Dataset records
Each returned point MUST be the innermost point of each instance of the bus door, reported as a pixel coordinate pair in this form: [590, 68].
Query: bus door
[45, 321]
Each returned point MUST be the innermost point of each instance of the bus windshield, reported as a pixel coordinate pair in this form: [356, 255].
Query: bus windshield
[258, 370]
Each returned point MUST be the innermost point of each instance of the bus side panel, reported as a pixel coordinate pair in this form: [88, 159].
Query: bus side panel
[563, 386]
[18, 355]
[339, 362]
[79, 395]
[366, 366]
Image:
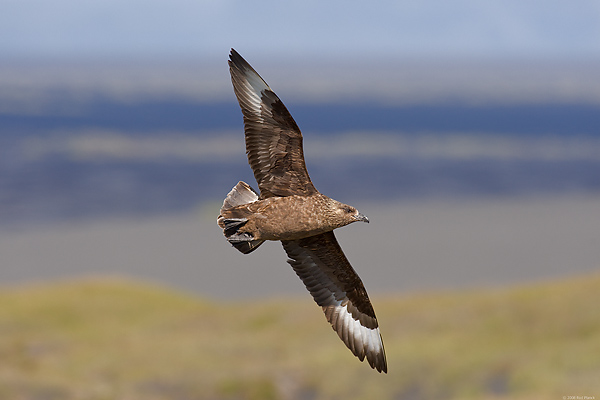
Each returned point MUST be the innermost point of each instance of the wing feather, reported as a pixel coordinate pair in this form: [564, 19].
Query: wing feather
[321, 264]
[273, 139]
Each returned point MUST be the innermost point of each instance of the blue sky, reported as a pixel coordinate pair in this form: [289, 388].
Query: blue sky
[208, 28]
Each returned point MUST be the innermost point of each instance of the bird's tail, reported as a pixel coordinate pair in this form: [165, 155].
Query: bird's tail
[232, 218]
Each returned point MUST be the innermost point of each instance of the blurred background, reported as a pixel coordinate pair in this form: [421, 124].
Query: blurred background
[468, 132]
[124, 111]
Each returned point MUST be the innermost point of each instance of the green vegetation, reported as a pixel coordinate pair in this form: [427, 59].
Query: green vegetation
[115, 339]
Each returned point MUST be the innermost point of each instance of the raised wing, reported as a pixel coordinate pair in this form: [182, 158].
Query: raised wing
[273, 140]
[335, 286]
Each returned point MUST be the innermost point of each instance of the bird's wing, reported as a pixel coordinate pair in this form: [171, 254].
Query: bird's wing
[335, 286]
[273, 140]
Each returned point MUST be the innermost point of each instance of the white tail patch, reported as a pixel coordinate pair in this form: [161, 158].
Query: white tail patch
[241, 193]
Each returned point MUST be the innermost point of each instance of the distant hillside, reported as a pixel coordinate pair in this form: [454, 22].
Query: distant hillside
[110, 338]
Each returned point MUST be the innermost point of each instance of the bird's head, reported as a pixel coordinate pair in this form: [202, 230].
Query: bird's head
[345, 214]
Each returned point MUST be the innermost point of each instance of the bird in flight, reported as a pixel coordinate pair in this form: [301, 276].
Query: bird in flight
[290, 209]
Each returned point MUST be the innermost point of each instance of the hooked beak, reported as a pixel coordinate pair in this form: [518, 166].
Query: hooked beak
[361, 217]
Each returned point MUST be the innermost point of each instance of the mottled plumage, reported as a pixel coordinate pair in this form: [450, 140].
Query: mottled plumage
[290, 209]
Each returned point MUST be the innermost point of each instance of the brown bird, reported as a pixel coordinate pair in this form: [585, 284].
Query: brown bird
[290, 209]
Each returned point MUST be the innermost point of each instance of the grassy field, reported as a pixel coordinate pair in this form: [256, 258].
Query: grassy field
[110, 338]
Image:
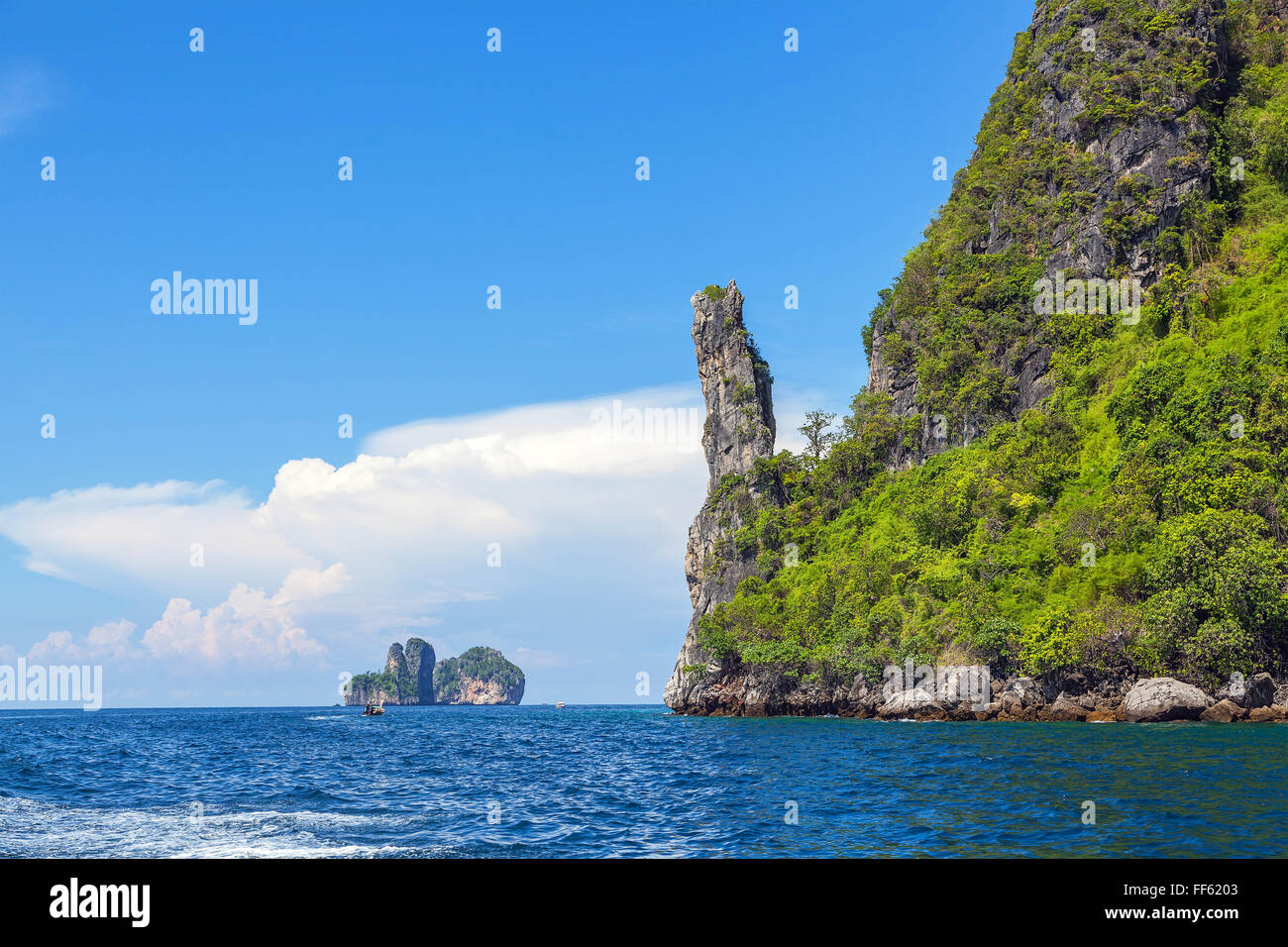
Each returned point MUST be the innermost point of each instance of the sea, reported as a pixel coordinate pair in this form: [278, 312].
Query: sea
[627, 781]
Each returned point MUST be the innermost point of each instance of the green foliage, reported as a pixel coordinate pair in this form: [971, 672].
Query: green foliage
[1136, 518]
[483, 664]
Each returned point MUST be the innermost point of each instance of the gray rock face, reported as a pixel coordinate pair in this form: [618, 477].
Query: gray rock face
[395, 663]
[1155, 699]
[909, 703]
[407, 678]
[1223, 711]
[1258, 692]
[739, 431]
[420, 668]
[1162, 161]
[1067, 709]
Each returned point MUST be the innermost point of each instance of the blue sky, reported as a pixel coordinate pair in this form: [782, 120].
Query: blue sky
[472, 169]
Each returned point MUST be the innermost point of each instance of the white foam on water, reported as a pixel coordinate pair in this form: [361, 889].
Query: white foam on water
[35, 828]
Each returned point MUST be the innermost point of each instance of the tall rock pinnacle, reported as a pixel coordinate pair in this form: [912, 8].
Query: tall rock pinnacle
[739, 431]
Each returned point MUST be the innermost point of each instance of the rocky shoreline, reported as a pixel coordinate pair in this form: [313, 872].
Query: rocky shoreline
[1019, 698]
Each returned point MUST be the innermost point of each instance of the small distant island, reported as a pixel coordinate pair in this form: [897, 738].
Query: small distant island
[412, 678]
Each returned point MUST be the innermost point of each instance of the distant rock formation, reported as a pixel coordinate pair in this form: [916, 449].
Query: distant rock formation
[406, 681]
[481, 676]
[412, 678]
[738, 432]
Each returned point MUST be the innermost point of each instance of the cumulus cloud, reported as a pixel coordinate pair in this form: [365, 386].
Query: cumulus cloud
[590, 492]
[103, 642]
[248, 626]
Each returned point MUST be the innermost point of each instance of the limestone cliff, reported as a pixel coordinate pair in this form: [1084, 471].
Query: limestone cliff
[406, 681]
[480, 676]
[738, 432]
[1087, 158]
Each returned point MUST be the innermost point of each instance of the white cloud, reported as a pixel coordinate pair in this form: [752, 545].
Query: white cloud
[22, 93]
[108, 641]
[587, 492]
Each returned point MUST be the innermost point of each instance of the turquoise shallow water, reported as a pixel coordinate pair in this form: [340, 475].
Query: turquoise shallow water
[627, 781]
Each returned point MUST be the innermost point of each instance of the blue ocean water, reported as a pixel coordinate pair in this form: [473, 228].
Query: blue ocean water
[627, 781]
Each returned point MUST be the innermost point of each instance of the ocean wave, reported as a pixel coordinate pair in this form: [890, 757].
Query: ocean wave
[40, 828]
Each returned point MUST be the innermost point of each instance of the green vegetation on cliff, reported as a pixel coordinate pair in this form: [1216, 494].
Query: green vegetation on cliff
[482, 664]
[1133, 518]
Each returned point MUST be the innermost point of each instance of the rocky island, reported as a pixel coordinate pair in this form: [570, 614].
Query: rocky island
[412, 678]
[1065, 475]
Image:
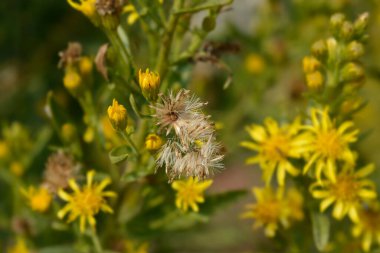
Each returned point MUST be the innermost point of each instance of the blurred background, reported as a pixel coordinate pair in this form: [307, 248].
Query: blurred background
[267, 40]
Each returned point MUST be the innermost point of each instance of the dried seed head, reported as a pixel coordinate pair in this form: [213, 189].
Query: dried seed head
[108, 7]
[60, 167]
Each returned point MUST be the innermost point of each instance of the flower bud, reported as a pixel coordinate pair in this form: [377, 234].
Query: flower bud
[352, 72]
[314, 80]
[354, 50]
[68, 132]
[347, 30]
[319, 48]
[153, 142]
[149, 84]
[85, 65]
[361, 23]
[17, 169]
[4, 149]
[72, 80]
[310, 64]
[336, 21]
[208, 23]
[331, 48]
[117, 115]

**WHAT TO PRODUCE**.
Turn all of the material above into a numbered list of its lines. Skip any blank lines and leave the pictures out.

**SOLUTION**.
1. Each returned point MUST be the innermost point of each instance of the bus door, reported as a pixel coordinate pair in this form: [590, 68].
2. Query: bus door
3. [45, 321]
4. Each returned point MUST be the innermost point of each instance of the bus windshield, reported as a pixel coordinate pair in this form: [356, 255].
5. Query: bus windshield
6. [258, 370]
7. Each returned point MUST be the innermost point of each instance of the bus side panel, reported as a pixel coordinate pair in this form: [88, 159].
8. Query: bus side panel
9. [563, 386]
10. [18, 355]
11. [339, 362]
12. [79, 395]
13. [366, 366]
14. Image:
15. Each returned point MUST be the innermost point of each instance of the wing feather, reported as a pixel coordinate pair in this form: [564, 19].
16. Query: wing feather
17. [321, 264]
18. [273, 139]
19. Each returned point MUST be the innermost point of each instance of the blue sky, reported as a pixel coordinate pair in this form: [289, 388].
20. Query: blue sky
21. [208, 28]
22. Each returned point MUST be the innermost point of each instance of the bird's tail, reported as a pixel coordinate pair in this form: [165, 155].
23. Query: bird's tail
24. [232, 218]
25. Each returned point MUST be the innermost point of each instance of the blurred background, reported as a pixel coordinate pair in this form: [421, 124].
26. Query: blurred background
27. [468, 132]
28. [124, 111]
29. Each returned point MUST be the innermost point of each instance of the green vegetation, reported as a pixel coordinate pair in this form: [427, 59].
30. Query: green vegetation
31. [115, 339]
32. Each returned point MUST be the innermost point of each instance of the raised wing, reported as a pixel coordinate pair in this form: [182, 158].
33. Query: raised wing
34. [273, 140]
35. [335, 286]
36. Each returned point MUST be the innermost point of each instance of the bird's wing, reported as a pixel coordinate pair in this form: [171, 254].
37. Query: bird's wing
38. [335, 286]
39. [273, 140]
40. Each returned point MUST be the innermost point of each instance of the white tail patch, reported as a pixel coordinate pair in this form: [161, 158].
41. Query: white tail patch
42. [241, 193]
43. Each returned point MUST be the innermost point of each instance of the distant hillside, reported as a pixel coordinate pair in this form: [454, 22].
44. Query: distant hillside
45. [110, 338]
46. Each returned point MUST be the innermost point of each instance of the bird's head, reported as a pixel coordinate pair in this form: [202, 230].
47. Query: bird's head
48. [345, 214]
49. Each returned point MUST be the innermost point of each instance of the bird in flight, reported as a pixel coordinate pair in this form: [301, 276].
50. Query: bird in flight
51. [290, 209]
52. Each returned point MUST be the innermost point of each instance of the hooked beak, reported as a pixel coordinate pair in this form: [518, 166].
53. Query: hooked beak
54. [361, 217]
55. Each returned point MUST be the innermost point of each instance of the mottled plumage, reported as a pixel coordinate pair in this form: [450, 140].
56. Query: mottled plumage
57. [290, 209]
58. Each returned point MUST be the innermost point of each instance of the brown bird, reported as a pixel coordinate pair in this form: [585, 284].
59. Query: brown bird
60. [290, 209]
61. Each returned point MUST be the innermost point of each instance of the grassy field, reported as a pixel coordinate pair in this form: [256, 258].
62. Query: grassy field
63. [110, 338]
64. Image:
65. Each returned point MUST be the innermost point of each instance of the sea, reported as a pixel coordinate pair in this form: [278, 312].
66. Query: sea
67. [627, 781]
68. Each returned point MUST be the innermost point of each instance of the green foliage, reported as a pixel coordinate pair in this form: [971, 672].
69. Query: green foliage
70. [1136, 518]
71. [483, 664]
72. Each returned point MUST be the innermost point of each instance of the gray rock face, reported as a pixel coordinate pair in this form: [618, 477].
73. Query: gray rock face
74. [395, 663]
75. [1155, 699]
76. [909, 703]
77. [407, 678]
78. [1223, 711]
79. [1258, 692]
80. [739, 431]
81. [420, 668]
82. [1162, 161]
83. [1067, 709]
84. Each returned point MUST be the innermost point of each instance of the blue sky, reported as a pixel coordinate pair in this form: [782, 120].
85. Query: blue sky
86. [472, 169]
87. Each returned point MUST be the innermost point of each instance of the white foam on water, reported as a pixel coordinate pair in this form: [361, 889].
88. Query: white foam on water
89. [35, 828]
90. Each returned point MUST be the innermost point of each instance of the tall rock pinnacle, reported as a pixel coordinate pair in this form: [912, 8].
91. Query: tall rock pinnacle
92. [739, 431]
93. Each returned point MUST be the innermost point of each instance of the rocky shoreline, reported as a pixel coordinate pair in this form: [313, 872].
94. Query: rocky shoreline
95. [1019, 698]
96. Each returned point MUST be the innermost point of each instance of the small distant island, reported as a pixel coordinate pair in this form: [897, 738].
97. Query: small distant island
98. [412, 678]
99. Each returned point MUST be the innermost point of each instance of the distant rock formation, reported as a pixel coordinate pair in this form: [916, 449].
100. Query: distant rock formation
101. [406, 681]
102. [481, 676]
103. [412, 678]
104. [738, 432]
105. Each returned point MUST be the innermost point of each instance of the cumulus cloud, reported as a pixel coordinate pair in this form: [365, 386].
106. Query: cumulus cloud
107. [590, 492]
108. [103, 642]
109. [248, 626]
110. Each returned point MUST be the innermost point of each instance of the limestone cliff, reported as a pixel coordinate pair in this form: [1084, 471].
111. Query: limestone cliff
112. [406, 681]
113. [480, 676]
114. [738, 432]
115. [1087, 158]
116. Each returned point MUST be the innermost point of each instance of the white cloud, reported as a pixel coordinate pair in this form: [752, 545].
117. Query: white cloud
118. [22, 93]
119. [108, 641]
120. [587, 492]
121. Each returned point MUST be the innermost point of each instance of the turquoise shallow water, reported as a pixel coordinate pair in this form: [340, 475].
122. Query: turquoise shallow water
123. [627, 781]
124. Each returned point MUST be the innermost point of each instance of the blue ocean water, reported as a pixel coordinate pair in this form: [473, 228].
125. Query: blue ocean water
126. [627, 781]
127. Each returned point MUST be the innermost point of each instance of the ocean wave, reported as a pixel coordinate pair in this form: [890, 757].
128. Query: ocean wave
129. [40, 828]
130. Each returned point MUST be the innermost point of each instance of the green vegetation on cliff, reported as a pixel coordinate pair in this form: [1216, 494].
131. Query: green vegetation on cliff
132. [482, 664]
133. [1133, 518]
134. Each returned point MUST be the innermost point of each instance of the rocky island, reported as a pixel coordinate pair in this form: [570, 614].
135. Query: rocky island
136. [412, 678]
137. [1065, 475]
138. Image:
139. Each returned point MUST be the innermost point of each instance of the blurred background, reported as a pixel coordinate pair in this form: [307, 248].
140. Query: blurred background
141. [267, 40]
142. Each returned point MUST be the innermost point of each instance of the dried seed head, reported as a pixel coordinate pair in this form: [213, 189].
143. Query: dried seed head
144. [108, 7]
145. [60, 167]
146. Each returned point MUST be the innermost point of each instance of the flower bud, reported as a pixel coordinate pair in this form: [377, 234].
147. Query: flower bud
148. [352, 72]
149. [314, 80]
150. [354, 50]
151. [68, 132]
152. [347, 30]
153. [319, 48]
154. [153, 142]
155. [149, 84]
156. [85, 65]
157. [361, 23]
158. [17, 169]
159. [4, 149]
160. [72, 80]
161. [310, 64]
162. [336, 21]
163. [208, 23]
164. [331, 48]
165. [117, 115]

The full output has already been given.